Fear, #YesAllWomen, and Threats

We’re all familiar and, hopefully, sickened by Elliot Rodger’s killing spree last week.

I’m not necessarily going to talk about that.

He blamed his breakdown on women for not fulfilling his sexual desires and for throwing themselves at other men. Most likely men who wouldn’t stab or gun them down in a lackadaisical fashion, but I’m not necessarily going to talk about that, either.

Let’s talk about the hashtag #YesAllWomen and what happened when I used it.

#YesAllWomen is Twitter hashtag that quickly gained popularity after the shootings. The idea is that not every man acts in such a threatening manner, but yes, all women have or do feel fear based on the actions of men. Not every man, but #YesAllWomen.

Let me make myself clear. I’m not bashing men. I would never bash men. I have been extremely fortunate in growing up with a wonderful father, an awesome brother, and good male friends who have taught me the goodness, strength, and value of men. The good men I know far outnumber the bad, and by saying that I support women, I am in no way saying that I don’t support men. However, it’s sad and very true that nearly every woman I know has felt threatened at one time or another, and often by men. #YesAllWomen is a place to share that.

My tweets? Two. Two tweets.

The first:  #YesAllWomen Because I wrote a novella about an abused woman and received heart-wrenching emails from women who said I “got it right.”

The second: #YesAllWomen Because my husband never felt he had to hide a pocket knife in his boot just in case.

That’s it. All I said. Two instances that I felt strongly about, shared on a forum created specifically so women could discuss how we feel.  And there’s so much more I could say!

Because I gained 30 pounds and cut my hair off  to make myself unattractive for work. Because I never walked my date to the door so he wouldn’t be molested. Because my brother never had his phone on 911 with his finger over the SEND button while walking to the car. Because my husband wasn’t offered a promotion contingent on sleeping with his boss. Because my girlfriends and I discuss creepers on a daily basis. Because when someone backed into my car, he yelled at me until my friend stepped out in his military uniform, and then he apologized. To HIM.

Because I’ve had that point where I realized that, no matter how hard you fight, sometimes you physically can’t get away.

Because I’m raising daughters in Las Vegas, and it’s difficult to teach them about respect in an environment that doesn’t practice it.

But no, I didn’t mention those. I only mentioned the two things. And what happened?

Strangers tracked me down and sent me threats. They called me a feminist pig, ridiculed my books, said that I was stomping on men’s rights and all manner of terrible things. Some alluded that I needed to learn my lesson, and there would be plenty of people willing to teach it.

Sooooooo…you didn’t like me saying I felt threatened and decided the best way to stop that was to threaten me?

Let’s cast the gender thing aside for a moment. I don’t want deal with the gender wars, the mommy wars, the homeschooling wars, or any of the other imaginary wars that we’re wasting our time on. Let’s talk person to person. Individual to individual.

You are not better than me.

I don’t care if you’re bigger, can run faster, are better at ballet, or put Einstein to shame.

You are not better than her.

I don’t care if she’s smaller, quiet, is afraid of the dark, or has a disability.

I am not better than you.

She is not better than him.

You are not better than them. We are not better than you. They are not better than us.

Get the gist? We are equal. EQUAL. Supporting a woman doesn’t mean you don’t support a man. Supporting him doesn’t mean I don’t support you. Colleagues are not competition. Love isn’t like a cup of sugar that’s all used up. And other things of that nature.

══════

Short task A
Echo back, word for word, the stretch of the records from the line containing "Objective: one point per instance of the tail" through the last line of the records.
The post and the records that come after it have nothing to do with each other.

Excerpts from a point labeling dataset
══════

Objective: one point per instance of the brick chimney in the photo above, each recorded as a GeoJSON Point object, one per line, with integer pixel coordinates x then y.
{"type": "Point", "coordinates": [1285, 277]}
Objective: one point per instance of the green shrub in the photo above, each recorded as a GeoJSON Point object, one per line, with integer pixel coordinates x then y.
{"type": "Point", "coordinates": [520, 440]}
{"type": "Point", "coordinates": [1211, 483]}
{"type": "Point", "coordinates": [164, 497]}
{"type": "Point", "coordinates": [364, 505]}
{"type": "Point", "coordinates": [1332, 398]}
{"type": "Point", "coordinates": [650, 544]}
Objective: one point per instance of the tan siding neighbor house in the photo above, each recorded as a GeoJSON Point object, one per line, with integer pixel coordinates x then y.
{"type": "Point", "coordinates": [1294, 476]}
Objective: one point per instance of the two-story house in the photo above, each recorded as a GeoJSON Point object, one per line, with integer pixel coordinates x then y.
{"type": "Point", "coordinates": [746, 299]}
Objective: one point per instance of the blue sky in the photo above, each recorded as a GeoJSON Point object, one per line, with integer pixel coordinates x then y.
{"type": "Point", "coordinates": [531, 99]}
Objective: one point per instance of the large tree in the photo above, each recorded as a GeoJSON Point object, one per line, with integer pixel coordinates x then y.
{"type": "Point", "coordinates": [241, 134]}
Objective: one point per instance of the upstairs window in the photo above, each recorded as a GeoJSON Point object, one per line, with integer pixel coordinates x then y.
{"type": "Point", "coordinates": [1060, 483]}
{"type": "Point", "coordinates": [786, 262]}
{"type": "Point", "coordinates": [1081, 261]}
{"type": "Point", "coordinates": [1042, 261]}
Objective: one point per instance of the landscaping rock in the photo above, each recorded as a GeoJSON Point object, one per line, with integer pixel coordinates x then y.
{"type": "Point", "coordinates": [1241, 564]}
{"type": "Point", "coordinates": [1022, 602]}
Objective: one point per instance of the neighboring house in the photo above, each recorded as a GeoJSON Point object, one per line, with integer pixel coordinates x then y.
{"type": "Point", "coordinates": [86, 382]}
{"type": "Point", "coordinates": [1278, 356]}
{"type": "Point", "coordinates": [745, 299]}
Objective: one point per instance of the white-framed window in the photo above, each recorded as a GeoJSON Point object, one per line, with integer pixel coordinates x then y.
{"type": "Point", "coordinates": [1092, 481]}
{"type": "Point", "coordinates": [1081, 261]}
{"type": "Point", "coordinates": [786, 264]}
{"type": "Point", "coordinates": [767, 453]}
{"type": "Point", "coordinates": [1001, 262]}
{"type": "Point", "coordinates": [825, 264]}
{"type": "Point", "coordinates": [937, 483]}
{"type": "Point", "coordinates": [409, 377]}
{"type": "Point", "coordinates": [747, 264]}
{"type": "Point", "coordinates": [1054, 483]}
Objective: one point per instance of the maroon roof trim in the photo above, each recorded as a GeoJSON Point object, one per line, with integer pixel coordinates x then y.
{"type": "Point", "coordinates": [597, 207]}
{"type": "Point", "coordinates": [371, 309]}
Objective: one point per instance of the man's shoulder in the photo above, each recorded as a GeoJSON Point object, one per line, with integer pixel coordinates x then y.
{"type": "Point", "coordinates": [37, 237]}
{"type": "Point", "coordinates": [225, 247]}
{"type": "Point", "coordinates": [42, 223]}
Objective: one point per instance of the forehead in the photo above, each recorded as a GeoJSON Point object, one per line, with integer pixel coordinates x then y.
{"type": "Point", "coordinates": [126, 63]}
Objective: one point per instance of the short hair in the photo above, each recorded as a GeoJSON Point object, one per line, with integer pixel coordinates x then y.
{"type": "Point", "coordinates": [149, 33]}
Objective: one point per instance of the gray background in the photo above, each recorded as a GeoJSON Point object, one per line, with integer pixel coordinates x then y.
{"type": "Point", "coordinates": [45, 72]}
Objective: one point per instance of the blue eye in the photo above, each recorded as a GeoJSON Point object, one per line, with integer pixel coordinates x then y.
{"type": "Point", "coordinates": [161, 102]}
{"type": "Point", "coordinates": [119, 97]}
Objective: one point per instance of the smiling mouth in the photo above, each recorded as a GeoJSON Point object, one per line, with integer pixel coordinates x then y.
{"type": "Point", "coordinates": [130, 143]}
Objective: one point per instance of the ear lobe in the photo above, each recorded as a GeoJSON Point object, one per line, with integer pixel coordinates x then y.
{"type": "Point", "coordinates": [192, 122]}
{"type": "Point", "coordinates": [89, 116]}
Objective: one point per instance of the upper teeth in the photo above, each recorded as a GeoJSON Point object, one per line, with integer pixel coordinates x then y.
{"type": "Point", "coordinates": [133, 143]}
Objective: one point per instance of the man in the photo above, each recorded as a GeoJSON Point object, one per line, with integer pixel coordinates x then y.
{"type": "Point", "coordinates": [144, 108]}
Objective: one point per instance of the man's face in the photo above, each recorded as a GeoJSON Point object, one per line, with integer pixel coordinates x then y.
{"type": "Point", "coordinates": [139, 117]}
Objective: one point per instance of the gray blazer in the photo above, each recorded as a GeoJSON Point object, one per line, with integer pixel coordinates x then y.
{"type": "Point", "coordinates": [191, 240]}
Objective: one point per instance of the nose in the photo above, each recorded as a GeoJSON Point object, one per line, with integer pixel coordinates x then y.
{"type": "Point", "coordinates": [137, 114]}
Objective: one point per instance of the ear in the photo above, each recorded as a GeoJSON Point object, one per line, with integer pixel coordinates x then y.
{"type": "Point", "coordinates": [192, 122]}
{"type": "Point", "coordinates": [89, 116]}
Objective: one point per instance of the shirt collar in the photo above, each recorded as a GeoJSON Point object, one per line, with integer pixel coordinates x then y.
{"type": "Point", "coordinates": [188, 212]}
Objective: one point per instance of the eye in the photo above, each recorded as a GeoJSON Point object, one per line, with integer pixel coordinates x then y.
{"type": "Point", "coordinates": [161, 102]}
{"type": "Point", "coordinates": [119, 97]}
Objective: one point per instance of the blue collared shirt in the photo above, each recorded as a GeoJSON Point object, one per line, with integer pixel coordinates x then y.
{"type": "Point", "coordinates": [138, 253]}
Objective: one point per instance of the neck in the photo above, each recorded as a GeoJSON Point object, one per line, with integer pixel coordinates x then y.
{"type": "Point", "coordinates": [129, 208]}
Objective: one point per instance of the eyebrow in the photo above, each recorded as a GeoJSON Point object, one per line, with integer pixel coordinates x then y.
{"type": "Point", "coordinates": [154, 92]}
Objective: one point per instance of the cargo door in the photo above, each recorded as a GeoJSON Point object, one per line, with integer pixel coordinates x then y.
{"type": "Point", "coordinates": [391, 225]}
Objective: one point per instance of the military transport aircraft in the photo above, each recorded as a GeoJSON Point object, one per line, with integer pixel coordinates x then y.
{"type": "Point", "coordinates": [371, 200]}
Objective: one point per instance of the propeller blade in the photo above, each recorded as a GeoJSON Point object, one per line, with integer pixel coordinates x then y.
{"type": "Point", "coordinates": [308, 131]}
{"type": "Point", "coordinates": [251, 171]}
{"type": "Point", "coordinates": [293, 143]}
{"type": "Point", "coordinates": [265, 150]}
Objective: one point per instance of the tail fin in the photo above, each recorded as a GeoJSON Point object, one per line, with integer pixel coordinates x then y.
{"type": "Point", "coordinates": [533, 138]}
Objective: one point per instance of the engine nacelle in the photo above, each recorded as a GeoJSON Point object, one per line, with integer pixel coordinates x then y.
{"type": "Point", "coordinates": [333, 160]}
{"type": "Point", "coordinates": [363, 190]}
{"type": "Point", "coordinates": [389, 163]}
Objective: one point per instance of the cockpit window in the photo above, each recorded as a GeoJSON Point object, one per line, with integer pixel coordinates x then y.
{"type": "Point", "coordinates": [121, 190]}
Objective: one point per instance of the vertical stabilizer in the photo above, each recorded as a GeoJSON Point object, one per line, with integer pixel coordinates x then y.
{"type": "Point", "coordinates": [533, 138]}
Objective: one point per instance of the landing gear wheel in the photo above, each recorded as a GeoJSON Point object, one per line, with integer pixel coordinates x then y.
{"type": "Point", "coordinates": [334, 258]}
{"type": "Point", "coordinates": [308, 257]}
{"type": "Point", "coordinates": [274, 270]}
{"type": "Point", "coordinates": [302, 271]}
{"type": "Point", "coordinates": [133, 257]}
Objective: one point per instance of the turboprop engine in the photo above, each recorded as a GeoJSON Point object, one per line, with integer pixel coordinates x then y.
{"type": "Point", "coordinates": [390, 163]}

══════

Short task B
Copy the stretch of the post from "Let me make" through "Two. Two tweets.", keeping every word and mark unchanged.

Expected answer A
Objective: one point per instance of the tail fin in the photo above, each recorded as a GeoJSON Point object, one per line, with integer pixel coordinates x then y.
{"type": "Point", "coordinates": [533, 138]}
Objective: one point per instance of the engine nacelle in the photo above, each recorded as a GeoJSON Point object, one per line, with integer pixel coordinates x then y.
{"type": "Point", "coordinates": [333, 160]}
{"type": "Point", "coordinates": [363, 190]}
{"type": "Point", "coordinates": [389, 163]}
Objective: one point per instance of the cockpit window in the photo above, each recorded as a GeoJSON Point object, one per line, with integer pixel coordinates x then y.
{"type": "Point", "coordinates": [121, 190]}
Objective: one point per instance of the vertical stabilizer in the photo above, each recorded as a GeoJSON Point object, one per line, with integer pixel coordinates x then y.
{"type": "Point", "coordinates": [533, 138]}
Objective: one point per instance of the landing gear wheel in the photo above, each recorded as a GeoJSON Point object, one per line, with integer pixel coordinates x then y.
{"type": "Point", "coordinates": [334, 258]}
{"type": "Point", "coordinates": [308, 257]}
{"type": "Point", "coordinates": [274, 270]}
{"type": "Point", "coordinates": [302, 271]}
{"type": "Point", "coordinates": [133, 257]}
Objective: one point per instance of the turboprop engine in the photo above, each recorded as a GeoJSON Point object, one per line, with integer pixel coordinates x then y.
{"type": "Point", "coordinates": [390, 163]}

Expected answer B
Let me make myself clear. I’m not bashing men. I would never bash men. I have been extremely fortunate in growing up with a wonderful father, an awesome brother, and good male friends who have taught me the goodness, strength, and value of men. The good men I know far outnumber the bad, and by saying that I support women, I am in no way saying that I don’t support men. However, it’s sad and very true that nearly every woman I know has felt threatened at one time or another, and often by men. #YesAllWomen is a place to share that.

My tweets? Two. Two tweets.